= THE TASK =
In the listing below, count the lines containing the string "link". Reply with that number only.

= PROVIDED RECORDS =
______________________________
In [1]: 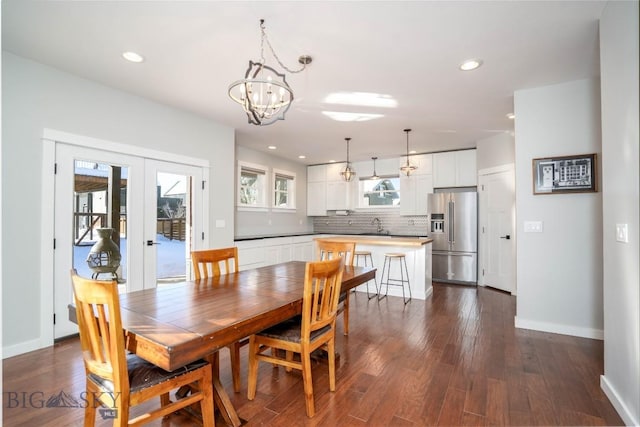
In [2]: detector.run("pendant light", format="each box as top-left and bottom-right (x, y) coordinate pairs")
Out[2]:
(369, 157), (380, 180)
(340, 137), (356, 181)
(400, 128), (417, 176)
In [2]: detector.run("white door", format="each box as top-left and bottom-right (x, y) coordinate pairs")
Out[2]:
(142, 159), (207, 290)
(478, 165), (516, 294)
(53, 145), (207, 338)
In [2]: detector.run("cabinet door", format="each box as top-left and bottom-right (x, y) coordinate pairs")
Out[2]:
(307, 164), (326, 182)
(455, 150), (477, 186)
(415, 174), (433, 214)
(433, 152), (456, 188)
(326, 181), (348, 210)
(399, 175), (416, 216)
(307, 181), (327, 216)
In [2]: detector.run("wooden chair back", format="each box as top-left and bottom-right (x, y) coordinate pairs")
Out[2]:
(191, 246), (239, 279)
(70, 271), (128, 391)
(301, 257), (345, 337)
(316, 240), (355, 266)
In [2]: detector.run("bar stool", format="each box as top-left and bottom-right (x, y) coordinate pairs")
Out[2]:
(353, 250), (378, 299)
(379, 252), (412, 304)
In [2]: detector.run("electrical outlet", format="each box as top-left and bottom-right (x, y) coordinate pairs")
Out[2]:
(616, 224), (629, 243)
(524, 221), (543, 233)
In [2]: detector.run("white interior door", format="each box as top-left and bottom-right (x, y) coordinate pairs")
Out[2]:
(479, 165), (516, 294)
(143, 159), (207, 290)
(53, 145), (208, 338)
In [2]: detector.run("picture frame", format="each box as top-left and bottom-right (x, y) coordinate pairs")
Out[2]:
(532, 153), (597, 195)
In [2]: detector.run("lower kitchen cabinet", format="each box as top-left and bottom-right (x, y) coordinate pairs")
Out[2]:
(235, 235), (314, 270)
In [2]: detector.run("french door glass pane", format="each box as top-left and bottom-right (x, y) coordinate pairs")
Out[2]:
(156, 171), (189, 284)
(72, 160), (128, 291)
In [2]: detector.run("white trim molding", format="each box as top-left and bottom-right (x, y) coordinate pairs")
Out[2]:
(601, 374), (639, 426)
(515, 316), (604, 340)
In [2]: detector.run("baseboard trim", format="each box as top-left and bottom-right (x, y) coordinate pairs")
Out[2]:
(514, 316), (604, 340)
(3, 338), (45, 359)
(601, 374), (639, 426)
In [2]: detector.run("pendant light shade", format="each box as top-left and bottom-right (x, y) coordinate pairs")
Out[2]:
(400, 128), (417, 176)
(340, 137), (356, 182)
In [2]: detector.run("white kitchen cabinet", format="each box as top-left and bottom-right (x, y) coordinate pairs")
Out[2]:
(400, 173), (433, 216)
(307, 162), (355, 214)
(307, 181), (327, 216)
(432, 149), (477, 188)
(292, 235), (314, 261)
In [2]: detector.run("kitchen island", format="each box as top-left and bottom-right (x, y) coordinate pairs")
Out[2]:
(314, 235), (433, 300)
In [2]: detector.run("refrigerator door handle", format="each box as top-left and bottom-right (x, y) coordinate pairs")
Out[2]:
(447, 253), (474, 257)
(448, 200), (455, 244)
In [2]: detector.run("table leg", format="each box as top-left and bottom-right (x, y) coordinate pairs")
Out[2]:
(213, 377), (242, 427)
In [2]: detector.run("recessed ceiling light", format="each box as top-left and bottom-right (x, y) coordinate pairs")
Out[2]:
(459, 59), (483, 71)
(329, 160), (336, 163)
(122, 51), (144, 63)
(321, 111), (384, 122)
(324, 92), (398, 108)
(298, 155), (306, 159)
(268, 145), (277, 150)
(409, 150), (417, 154)
(506, 113), (515, 120)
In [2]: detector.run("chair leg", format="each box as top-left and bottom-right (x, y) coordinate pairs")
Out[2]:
(301, 345), (315, 418)
(247, 337), (259, 400)
(199, 365), (216, 427)
(160, 392), (171, 408)
(229, 343), (241, 393)
(327, 339), (336, 392)
(84, 387), (97, 427)
(285, 350), (294, 372)
(343, 293), (350, 336)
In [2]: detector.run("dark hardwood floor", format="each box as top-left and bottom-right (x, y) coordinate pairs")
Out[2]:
(3, 283), (623, 426)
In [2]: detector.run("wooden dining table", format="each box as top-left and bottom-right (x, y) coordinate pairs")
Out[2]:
(69, 260), (376, 426)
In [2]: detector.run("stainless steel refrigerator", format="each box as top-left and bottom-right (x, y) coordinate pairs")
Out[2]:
(427, 191), (478, 285)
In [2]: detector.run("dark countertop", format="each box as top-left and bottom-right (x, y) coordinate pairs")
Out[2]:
(234, 232), (428, 242)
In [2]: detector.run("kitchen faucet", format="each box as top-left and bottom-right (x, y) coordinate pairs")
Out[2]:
(371, 217), (384, 233)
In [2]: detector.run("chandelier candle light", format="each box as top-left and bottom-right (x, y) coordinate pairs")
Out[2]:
(400, 128), (417, 176)
(340, 137), (356, 182)
(228, 19), (312, 126)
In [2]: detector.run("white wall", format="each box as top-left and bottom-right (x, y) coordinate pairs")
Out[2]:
(476, 132), (515, 171)
(514, 78), (603, 338)
(599, 2), (640, 425)
(235, 145), (313, 237)
(2, 52), (235, 353)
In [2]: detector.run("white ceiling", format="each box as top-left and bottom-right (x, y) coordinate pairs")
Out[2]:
(2, 1), (605, 165)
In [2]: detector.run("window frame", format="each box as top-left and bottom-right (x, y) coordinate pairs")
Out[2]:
(272, 168), (296, 211)
(237, 161), (268, 211)
(357, 174), (401, 209)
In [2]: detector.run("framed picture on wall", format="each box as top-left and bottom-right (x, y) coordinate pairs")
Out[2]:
(532, 153), (597, 195)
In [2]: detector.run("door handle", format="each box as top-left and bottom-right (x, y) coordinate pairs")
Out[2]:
(146, 240), (161, 246)
(500, 235), (511, 240)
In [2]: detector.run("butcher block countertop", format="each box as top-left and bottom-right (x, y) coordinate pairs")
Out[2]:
(315, 235), (433, 247)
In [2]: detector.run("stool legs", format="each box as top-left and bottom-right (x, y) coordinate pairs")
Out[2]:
(354, 253), (378, 299)
(378, 254), (412, 304)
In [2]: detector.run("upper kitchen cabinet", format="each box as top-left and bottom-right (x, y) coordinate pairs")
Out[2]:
(399, 154), (433, 216)
(306, 163), (356, 215)
(432, 149), (477, 188)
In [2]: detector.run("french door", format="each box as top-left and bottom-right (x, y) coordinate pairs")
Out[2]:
(53, 144), (207, 339)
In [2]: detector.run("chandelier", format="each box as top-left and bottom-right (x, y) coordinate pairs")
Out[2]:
(340, 138), (356, 182)
(400, 128), (417, 176)
(228, 19), (312, 126)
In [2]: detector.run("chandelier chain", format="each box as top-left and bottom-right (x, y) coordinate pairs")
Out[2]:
(260, 20), (307, 74)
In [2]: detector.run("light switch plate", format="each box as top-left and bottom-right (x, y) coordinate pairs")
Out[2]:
(524, 221), (543, 233)
(616, 224), (629, 243)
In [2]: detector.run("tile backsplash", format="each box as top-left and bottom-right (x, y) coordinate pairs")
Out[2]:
(312, 210), (428, 236)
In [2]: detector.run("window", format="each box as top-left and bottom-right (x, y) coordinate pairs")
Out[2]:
(238, 162), (268, 209)
(358, 176), (400, 208)
(273, 169), (296, 210)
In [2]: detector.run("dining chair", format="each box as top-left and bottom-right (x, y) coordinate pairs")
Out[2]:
(246, 257), (345, 417)
(70, 270), (215, 427)
(191, 246), (246, 393)
(315, 240), (355, 335)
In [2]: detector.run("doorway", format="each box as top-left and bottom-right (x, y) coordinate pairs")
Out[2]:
(51, 142), (208, 339)
(478, 164), (516, 294)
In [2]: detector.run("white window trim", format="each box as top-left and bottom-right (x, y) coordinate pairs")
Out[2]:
(237, 161), (268, 210)
(272, 168), (296, 211)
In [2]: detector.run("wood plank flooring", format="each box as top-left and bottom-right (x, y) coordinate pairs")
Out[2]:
(3, 283), (623, 426)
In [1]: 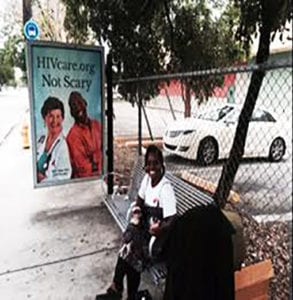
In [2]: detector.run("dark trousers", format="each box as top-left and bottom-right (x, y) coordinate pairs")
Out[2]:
(113, 257), (141, 300)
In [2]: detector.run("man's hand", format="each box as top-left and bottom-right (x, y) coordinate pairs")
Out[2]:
(149, 221), (161, 236)
(118, 243), (131, 259)
(37, 172), (46, 182)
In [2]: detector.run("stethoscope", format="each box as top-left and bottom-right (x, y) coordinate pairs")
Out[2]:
(41, 139), (60, 171)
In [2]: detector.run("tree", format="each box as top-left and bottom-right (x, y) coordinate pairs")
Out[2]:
(33, 0), (69, 42)
(61, 0), (244, 113)
(213, 0), (292, 207)
(164, 1), (244, 116)
(0, 0), (22, 41)
(0, 51), (15, 87)
(0, 0), (27, 85)
(0, 34), (27, 87)
(0, 0), (70, 86)
(62, 0), (170, 102)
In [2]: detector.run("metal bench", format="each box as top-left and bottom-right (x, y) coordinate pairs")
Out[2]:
(104, 156), (215, 284)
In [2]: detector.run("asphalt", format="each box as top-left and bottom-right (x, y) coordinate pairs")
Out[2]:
(0, 118), (163, 299)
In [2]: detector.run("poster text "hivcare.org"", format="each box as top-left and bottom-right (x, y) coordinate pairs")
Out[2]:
(37, 56), (95, 92)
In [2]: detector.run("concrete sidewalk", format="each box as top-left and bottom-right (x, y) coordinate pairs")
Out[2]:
(0, 123), (163, 299)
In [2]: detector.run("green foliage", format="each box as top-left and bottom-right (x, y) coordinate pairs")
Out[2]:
(163, 2), (244, 105)
(0, 35), (25, 86)
(0, 61), (15, 86)
(62, 0), (244, 108)
(234, 0), (292, 56)
(0, 1), (26, 86)
(62, 0), (168, 100)
(1, 35), (24, 68)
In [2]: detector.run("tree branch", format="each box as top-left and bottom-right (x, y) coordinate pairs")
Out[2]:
(163, 0), (175, 54)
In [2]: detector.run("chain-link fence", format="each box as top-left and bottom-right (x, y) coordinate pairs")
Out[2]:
(114, 61), (292, 223)
(112, 59), (292, 299)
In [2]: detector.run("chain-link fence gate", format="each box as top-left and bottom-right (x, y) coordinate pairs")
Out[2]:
(112, 60), (292, 299)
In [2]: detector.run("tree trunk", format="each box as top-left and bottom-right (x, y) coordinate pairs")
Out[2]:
(213, 23), (272, 208)
(165, 87), (177, 120)
(184, 82), (192, 118)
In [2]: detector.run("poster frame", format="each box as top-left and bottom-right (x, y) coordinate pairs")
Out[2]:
(27, 40), (106, 188)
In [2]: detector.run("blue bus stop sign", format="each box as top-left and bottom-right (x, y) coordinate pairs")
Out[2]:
(24, 20), (40, 41)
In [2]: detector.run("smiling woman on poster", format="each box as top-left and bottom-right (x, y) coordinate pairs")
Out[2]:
(36, 97), (72, 183)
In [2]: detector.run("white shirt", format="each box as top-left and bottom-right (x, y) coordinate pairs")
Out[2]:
(37, 132), (72, 182)
(138, 174), (177, 219)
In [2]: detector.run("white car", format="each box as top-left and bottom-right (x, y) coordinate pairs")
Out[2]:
(163, 104), (287, 165)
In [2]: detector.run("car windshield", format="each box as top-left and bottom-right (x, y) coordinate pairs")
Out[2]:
(197, 105), (234, 121)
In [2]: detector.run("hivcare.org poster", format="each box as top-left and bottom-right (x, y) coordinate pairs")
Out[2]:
(27, 41), (105, 188)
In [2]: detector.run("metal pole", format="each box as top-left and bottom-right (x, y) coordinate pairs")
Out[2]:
(141, 102), (154, 141)
(23, 0), (32, 25)
(137, 90), (142, 156)
(165, 88), (177, 120)
(106, 52), (114, 195)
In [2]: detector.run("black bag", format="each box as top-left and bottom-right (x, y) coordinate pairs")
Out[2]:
(135, 289), (153, 300)
(221, 209), (246, 271)
(150, 231), (170, 262)
(95, 293), (121, 300)
(150, 215), (177, 263)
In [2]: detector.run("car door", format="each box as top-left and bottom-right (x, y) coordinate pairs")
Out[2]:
(219, 108), (240, 158)
(245, 109), (277, 157)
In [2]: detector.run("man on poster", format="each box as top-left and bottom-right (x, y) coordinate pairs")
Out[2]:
(67, 91), (103, 178)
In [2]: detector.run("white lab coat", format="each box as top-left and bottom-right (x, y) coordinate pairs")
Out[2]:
______________________________
= ANSWER BOX =
2